**Direction**.
Reproduce verbatim the lines of the records from the line containing "# test: point on every instance of the outdoor" up to and including the final line of the records.

**Extracted material**.
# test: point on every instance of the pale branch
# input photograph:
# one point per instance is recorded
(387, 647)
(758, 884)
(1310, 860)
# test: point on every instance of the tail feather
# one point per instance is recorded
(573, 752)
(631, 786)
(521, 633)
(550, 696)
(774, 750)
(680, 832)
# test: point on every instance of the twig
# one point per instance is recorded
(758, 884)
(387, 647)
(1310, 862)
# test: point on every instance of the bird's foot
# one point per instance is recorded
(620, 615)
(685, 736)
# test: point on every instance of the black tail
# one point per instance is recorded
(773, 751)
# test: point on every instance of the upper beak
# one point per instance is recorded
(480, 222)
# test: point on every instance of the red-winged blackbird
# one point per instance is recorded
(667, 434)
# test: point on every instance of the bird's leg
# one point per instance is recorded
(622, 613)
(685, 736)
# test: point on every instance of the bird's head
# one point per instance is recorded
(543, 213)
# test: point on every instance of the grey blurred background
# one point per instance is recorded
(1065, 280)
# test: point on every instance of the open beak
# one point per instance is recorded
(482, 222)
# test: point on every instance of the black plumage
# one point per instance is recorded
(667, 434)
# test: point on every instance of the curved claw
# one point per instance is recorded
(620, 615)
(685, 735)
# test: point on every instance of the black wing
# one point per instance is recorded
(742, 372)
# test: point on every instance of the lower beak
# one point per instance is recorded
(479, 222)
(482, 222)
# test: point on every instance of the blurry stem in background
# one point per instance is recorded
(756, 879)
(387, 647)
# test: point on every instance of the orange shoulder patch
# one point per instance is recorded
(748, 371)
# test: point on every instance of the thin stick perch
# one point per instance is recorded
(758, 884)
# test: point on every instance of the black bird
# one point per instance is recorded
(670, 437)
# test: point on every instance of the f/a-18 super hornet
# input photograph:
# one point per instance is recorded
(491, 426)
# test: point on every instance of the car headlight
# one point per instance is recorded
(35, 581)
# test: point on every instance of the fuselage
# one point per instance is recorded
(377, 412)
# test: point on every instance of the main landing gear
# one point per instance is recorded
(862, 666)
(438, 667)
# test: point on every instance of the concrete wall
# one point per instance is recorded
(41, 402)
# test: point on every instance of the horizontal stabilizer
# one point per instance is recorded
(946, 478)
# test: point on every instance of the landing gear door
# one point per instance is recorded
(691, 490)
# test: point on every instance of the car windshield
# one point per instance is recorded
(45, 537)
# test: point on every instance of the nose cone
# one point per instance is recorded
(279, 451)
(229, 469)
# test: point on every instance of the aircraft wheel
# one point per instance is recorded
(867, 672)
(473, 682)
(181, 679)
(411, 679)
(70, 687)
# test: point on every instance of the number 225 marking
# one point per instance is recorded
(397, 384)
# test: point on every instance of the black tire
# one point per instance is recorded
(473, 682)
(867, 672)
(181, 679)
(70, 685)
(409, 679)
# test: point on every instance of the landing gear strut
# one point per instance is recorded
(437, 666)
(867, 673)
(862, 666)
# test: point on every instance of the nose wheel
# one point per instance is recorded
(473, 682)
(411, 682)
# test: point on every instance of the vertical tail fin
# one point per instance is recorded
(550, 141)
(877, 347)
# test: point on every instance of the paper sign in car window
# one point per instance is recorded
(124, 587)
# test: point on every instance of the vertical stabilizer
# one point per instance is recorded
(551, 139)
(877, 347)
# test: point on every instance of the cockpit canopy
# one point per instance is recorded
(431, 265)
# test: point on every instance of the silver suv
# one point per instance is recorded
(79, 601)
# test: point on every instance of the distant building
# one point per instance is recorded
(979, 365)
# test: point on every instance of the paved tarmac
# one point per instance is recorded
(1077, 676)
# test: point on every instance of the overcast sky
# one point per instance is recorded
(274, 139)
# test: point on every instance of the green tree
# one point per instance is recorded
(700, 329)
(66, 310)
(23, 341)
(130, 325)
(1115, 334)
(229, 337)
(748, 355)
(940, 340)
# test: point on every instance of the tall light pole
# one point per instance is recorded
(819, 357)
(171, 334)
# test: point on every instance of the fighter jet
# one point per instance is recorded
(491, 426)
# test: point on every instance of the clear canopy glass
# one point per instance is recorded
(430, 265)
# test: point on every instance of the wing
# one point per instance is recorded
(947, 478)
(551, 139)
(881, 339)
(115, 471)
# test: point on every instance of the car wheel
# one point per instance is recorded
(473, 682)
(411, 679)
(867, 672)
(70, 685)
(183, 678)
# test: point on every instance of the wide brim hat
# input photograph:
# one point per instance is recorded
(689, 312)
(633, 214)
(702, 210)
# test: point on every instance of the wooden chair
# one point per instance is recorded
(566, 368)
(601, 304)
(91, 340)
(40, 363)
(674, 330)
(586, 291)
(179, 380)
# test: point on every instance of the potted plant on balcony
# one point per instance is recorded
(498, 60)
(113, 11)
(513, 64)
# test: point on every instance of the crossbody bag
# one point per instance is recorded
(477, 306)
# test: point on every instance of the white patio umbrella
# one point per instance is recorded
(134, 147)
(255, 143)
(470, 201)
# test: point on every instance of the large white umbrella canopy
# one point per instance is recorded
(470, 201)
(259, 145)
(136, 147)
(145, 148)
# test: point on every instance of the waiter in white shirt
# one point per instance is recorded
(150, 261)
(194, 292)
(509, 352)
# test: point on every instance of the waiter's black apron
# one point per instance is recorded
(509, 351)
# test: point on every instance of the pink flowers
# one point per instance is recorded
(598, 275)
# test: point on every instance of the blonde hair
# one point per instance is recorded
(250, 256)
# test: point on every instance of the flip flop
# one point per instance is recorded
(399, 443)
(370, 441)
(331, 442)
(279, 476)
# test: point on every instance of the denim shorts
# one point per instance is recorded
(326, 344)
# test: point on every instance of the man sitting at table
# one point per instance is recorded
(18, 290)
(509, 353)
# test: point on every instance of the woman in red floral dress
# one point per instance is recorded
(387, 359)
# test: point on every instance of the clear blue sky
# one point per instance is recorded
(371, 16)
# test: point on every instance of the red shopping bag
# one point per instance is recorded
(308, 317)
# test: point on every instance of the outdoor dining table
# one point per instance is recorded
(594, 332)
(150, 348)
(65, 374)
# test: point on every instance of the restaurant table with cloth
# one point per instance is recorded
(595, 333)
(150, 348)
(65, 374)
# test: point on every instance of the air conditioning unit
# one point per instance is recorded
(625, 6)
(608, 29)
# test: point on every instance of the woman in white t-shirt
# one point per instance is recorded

**Result below**.
# test: point on every instance of the outdoor dining table
# one point per instance is recorded
(594, 332)
(150, 348)
(65, 374)
# test: point on every instance of the restaurant table with cloth
# one point per instance is recorded
(595, 333)
(150, 348)
(65, 374)
# test: point on every instance of the air conditioning unit
# one point per instance is recorded
(625, 6)
(608, 29)
# test: point on every instance of the woman in white t-shirt
# one point per instance is recorded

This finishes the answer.